## Provided entries

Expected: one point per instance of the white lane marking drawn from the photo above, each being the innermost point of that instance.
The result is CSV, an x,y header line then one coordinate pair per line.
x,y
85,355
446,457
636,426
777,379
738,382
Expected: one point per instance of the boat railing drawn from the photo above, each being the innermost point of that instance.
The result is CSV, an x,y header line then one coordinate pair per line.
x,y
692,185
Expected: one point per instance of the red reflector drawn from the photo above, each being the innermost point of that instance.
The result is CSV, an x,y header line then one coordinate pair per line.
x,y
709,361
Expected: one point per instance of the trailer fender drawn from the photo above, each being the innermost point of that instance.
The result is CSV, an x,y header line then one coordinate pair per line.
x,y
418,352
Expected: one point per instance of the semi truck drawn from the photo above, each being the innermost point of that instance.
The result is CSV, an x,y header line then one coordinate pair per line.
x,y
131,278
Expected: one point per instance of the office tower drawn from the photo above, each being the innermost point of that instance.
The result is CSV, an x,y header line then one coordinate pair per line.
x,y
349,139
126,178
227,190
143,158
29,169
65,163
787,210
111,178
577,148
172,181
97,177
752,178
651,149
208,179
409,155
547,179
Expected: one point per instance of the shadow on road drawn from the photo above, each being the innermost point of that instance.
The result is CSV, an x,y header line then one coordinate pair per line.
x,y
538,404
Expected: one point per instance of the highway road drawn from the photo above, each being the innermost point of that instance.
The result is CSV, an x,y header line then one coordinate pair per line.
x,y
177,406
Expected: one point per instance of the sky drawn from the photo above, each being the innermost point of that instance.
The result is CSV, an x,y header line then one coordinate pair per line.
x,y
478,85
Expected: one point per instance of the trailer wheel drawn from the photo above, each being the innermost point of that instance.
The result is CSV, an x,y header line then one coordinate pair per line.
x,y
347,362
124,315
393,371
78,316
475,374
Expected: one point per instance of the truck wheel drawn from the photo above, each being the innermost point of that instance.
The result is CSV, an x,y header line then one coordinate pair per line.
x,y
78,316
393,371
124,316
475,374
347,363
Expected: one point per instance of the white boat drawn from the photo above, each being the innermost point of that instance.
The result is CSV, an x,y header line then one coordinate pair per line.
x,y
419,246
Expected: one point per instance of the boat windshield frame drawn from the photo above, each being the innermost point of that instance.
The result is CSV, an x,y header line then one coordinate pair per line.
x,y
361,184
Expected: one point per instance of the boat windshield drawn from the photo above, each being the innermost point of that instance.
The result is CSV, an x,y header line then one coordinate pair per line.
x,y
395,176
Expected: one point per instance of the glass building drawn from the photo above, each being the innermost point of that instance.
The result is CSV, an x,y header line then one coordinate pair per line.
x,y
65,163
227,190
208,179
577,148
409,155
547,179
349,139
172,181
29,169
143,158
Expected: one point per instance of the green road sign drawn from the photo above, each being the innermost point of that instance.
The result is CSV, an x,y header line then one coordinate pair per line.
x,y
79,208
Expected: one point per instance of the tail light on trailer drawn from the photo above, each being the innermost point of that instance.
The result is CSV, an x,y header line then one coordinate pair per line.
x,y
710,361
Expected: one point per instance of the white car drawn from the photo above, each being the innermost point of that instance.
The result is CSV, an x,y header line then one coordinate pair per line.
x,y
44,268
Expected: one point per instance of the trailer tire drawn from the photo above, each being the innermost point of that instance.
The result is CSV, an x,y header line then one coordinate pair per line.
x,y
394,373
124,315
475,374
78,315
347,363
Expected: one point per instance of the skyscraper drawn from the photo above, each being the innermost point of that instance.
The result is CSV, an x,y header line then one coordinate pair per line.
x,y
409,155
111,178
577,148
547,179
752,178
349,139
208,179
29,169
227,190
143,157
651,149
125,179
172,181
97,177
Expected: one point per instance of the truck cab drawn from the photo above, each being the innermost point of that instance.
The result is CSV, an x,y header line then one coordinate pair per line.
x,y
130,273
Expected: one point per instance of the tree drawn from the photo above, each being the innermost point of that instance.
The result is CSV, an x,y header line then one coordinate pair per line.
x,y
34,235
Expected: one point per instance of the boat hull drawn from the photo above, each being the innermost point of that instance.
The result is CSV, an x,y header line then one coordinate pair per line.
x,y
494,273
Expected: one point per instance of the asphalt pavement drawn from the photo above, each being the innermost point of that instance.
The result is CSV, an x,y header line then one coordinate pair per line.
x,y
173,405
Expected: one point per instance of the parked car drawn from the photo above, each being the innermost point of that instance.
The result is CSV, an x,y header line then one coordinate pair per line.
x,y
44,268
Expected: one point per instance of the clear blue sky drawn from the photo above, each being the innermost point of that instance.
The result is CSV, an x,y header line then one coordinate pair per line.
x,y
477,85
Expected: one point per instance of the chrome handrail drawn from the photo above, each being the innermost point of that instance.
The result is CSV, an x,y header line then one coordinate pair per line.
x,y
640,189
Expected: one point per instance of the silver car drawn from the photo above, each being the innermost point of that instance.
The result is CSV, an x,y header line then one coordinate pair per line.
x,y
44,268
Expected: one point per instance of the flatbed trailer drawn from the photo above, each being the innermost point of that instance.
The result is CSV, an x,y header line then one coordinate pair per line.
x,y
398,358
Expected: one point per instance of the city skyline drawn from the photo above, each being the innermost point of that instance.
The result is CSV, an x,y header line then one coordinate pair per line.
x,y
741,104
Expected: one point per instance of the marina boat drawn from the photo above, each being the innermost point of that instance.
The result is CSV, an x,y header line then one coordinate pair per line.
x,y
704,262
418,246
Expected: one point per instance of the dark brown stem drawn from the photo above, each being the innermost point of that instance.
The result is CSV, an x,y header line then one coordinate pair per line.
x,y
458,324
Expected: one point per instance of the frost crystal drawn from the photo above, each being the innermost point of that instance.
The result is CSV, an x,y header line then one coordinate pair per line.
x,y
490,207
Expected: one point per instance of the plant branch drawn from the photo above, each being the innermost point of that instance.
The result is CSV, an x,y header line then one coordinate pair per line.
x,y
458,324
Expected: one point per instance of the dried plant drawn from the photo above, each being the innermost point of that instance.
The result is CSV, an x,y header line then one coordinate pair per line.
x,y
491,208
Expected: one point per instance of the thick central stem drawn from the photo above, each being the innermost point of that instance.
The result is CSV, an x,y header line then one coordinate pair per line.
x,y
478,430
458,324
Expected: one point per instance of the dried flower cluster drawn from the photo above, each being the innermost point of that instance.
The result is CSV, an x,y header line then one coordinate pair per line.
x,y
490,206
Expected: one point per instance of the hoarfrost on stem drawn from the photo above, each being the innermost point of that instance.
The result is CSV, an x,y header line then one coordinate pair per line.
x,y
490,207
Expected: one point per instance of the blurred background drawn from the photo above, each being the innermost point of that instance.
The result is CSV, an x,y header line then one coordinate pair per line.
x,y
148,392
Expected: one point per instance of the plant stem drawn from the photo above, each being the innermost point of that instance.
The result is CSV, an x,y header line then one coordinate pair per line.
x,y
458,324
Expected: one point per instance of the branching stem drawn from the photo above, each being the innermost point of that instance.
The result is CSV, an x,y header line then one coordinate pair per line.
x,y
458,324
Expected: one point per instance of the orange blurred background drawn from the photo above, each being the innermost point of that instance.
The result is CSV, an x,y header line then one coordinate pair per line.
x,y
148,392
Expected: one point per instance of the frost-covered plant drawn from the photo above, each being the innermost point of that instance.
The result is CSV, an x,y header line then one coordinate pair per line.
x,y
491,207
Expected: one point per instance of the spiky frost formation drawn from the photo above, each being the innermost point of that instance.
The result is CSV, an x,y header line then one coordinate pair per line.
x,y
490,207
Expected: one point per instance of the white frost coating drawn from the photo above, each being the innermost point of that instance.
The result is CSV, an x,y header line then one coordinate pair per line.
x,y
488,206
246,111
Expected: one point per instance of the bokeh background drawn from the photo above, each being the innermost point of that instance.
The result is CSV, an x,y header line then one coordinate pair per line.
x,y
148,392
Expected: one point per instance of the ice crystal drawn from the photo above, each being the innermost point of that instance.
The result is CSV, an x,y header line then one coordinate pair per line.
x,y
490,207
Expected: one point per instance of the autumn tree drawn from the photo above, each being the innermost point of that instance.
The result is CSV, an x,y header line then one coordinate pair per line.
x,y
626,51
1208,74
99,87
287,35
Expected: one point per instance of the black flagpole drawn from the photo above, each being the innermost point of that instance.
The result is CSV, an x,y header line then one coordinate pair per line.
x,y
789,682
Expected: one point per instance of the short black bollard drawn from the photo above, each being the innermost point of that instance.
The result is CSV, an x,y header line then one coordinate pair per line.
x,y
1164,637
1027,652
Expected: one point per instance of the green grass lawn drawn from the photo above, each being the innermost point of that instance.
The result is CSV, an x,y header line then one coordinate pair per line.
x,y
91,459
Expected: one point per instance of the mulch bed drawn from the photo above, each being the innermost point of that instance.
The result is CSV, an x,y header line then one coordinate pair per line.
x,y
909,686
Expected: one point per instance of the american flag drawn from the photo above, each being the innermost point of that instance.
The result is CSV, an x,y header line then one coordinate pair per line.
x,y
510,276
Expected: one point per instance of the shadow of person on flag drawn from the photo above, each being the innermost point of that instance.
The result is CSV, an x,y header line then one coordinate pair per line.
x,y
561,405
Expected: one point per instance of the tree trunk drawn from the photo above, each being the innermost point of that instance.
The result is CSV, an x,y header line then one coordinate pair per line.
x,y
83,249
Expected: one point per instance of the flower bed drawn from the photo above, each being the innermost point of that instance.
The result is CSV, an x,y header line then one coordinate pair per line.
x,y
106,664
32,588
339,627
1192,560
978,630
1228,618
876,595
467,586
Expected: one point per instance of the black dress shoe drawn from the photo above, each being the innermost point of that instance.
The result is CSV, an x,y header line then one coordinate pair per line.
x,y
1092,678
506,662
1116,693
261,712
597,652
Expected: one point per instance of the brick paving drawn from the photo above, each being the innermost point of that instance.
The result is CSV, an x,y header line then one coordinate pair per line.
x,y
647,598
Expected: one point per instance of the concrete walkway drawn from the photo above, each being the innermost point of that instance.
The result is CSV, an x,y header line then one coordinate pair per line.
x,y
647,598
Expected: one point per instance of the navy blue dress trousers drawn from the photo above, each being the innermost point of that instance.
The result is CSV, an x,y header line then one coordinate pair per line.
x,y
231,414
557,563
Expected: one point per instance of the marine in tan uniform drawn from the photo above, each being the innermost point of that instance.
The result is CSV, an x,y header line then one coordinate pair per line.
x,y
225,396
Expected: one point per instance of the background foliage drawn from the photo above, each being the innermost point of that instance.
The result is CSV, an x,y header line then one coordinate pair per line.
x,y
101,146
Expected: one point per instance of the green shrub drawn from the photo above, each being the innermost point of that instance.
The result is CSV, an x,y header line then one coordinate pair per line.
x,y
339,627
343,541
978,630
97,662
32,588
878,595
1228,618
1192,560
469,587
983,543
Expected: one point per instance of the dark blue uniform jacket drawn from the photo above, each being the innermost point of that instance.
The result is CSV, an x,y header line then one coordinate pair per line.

## Problem description
Write out, word for word, the line containing "Expected: one point per instance of the black dress" and every line after it to the end of the data above.

## Result
Expected: one point per instance of the black dress shoe drawn from the photo above, each being the innermost point of that instance.
The result is CSV, an x,y header line then one coordinate pair per line.
x,y
1092,678
506,662
1116,693
261,712
597,652
Expected: one point per instance of the brick paving drawn from the photo above, each being the innermost point of that instance.
The result is CSV, an x,y header line then one coordinate pair per line.
x,y
647,598
Expected: one point per instance of the concrete walkway drawn from the photo above, each being the innermost point of that instance.
The result is CSV, an x,y header line then one coordinate pair per line.
x,y
647,598
Expected: one point per instance of the navy blue dress trousers drawn from the photo above, each being the innermost point of that instance.
The result is CSV, an x,y header line then one coordinate pair per line.
x,y
231,414
557,563
Expected: one point per instance of the marine in tan uniform drawn from the photo above, each being the innermost point of that instance.
The result is CSV, an x,y header line then one coordinate pair per line.
x,y
225,396
Expected: one point per instance of the background foliage drawn from the photo above, each being the innermost point of that instance.
The result is CSV, an x,y header line then one coordinate pair per line.
x,y
101,146
Expected: one point per instance of the green shrub drawn from the photo above, each being the innermost point of that instance.
The result is CSV, an x,y header line then one coordinate pair per line.
x,y
339,627
343,541
978,630
97,662
32,588
878,595
1228,618
1192,560
469,587
983,543
Expected: one point per instance of the dark blue uniform jacket drawn from the photo above, each being the innermost point of that instance.
The result is CSV, an x,y header line then one coordinate pair per line.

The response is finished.